### PROBLEM DESCRIPTION
Copy every one of the rows below word for word, leaving the picture out of your copy.

### GIVEN ENTRIES

• • •

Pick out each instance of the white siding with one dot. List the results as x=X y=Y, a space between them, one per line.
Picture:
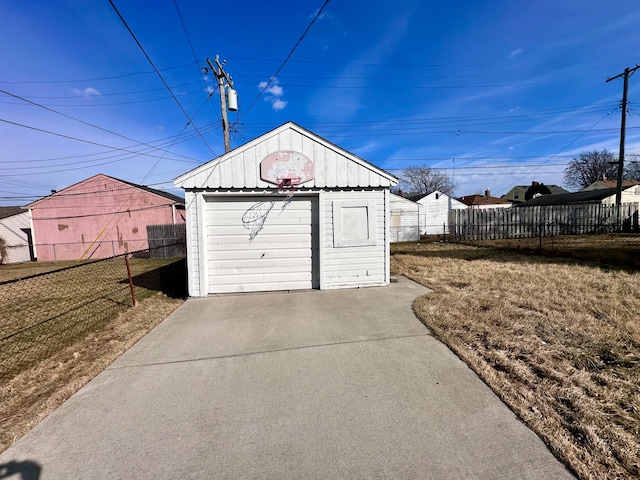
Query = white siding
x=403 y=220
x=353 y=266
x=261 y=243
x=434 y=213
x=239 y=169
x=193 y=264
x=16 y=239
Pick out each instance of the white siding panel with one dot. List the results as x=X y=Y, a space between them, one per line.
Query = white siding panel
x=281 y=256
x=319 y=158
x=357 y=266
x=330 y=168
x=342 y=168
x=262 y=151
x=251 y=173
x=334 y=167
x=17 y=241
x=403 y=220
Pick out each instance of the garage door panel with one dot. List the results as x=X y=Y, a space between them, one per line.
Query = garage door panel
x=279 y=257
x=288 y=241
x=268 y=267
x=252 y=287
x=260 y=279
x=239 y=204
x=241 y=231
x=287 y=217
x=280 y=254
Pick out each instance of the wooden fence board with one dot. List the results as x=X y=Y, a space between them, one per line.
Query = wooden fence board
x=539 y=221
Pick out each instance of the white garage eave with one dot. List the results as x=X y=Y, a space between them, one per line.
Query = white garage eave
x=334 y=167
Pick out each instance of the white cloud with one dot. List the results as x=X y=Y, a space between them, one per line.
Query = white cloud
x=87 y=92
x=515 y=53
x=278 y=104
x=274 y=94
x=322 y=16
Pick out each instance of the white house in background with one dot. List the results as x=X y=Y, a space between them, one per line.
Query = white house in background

• • •

### OUTPUT FOR THIS EXERCISE
Pick out each instance of the white siding with one dot. List the results as x=X y=Y, a space between them, one per line.
Picture:
Query = white siding
x=403 y=220
x=353 y=266
x=261 y=243
x=434 y=213
x=239 y=169
x=193 y=264
x=16 y=239
Pick out each instance of the white siding panel with one dot. List the results as x=X y=Y, a space between them, one per line.
Query = white siding panel
x=281 y=256
x=319 y=158
x=357 y=266
x=330 y=168
x=342 y=168
x=262 y=151
x=251 y=173
x=334 y=167
x=17 y=241
x=403 y=220
Pick out each instance of the garage door panel with one dot. List the results as x=X y=Y, a space between them, one per line.
Query = garage door panel
x=279 y=257
x=288 y=241
x=268 y=267
x=252 y=287
x=260 y=279
x=239 y=204
x=241 y=231
x=287 y=217
x=280 y=254
Pick out each instance of the wooden fence board with one dot. List the results as x=X y=Y, a space between them, one per line.
Query = wooden fence board
x=539 y=221
Pick out each instance of the white garage eave with one dot. List the results as x=X y=Y, a space between them, one per line.
Query = white garage eave
x=334 y=167
Pick out each instance of the white cloud with one dot. List the results as x=X y=Y, a space between them, one per line.
Query = white cloud
x=87 y=92
x=515 y=53
x=278 y=104
x=274 y=94
x=322 y=16
Pick out each instance of the white house in background with one dot. List the results as x=X y=Y, a space between them, one per line.
Query = white house in background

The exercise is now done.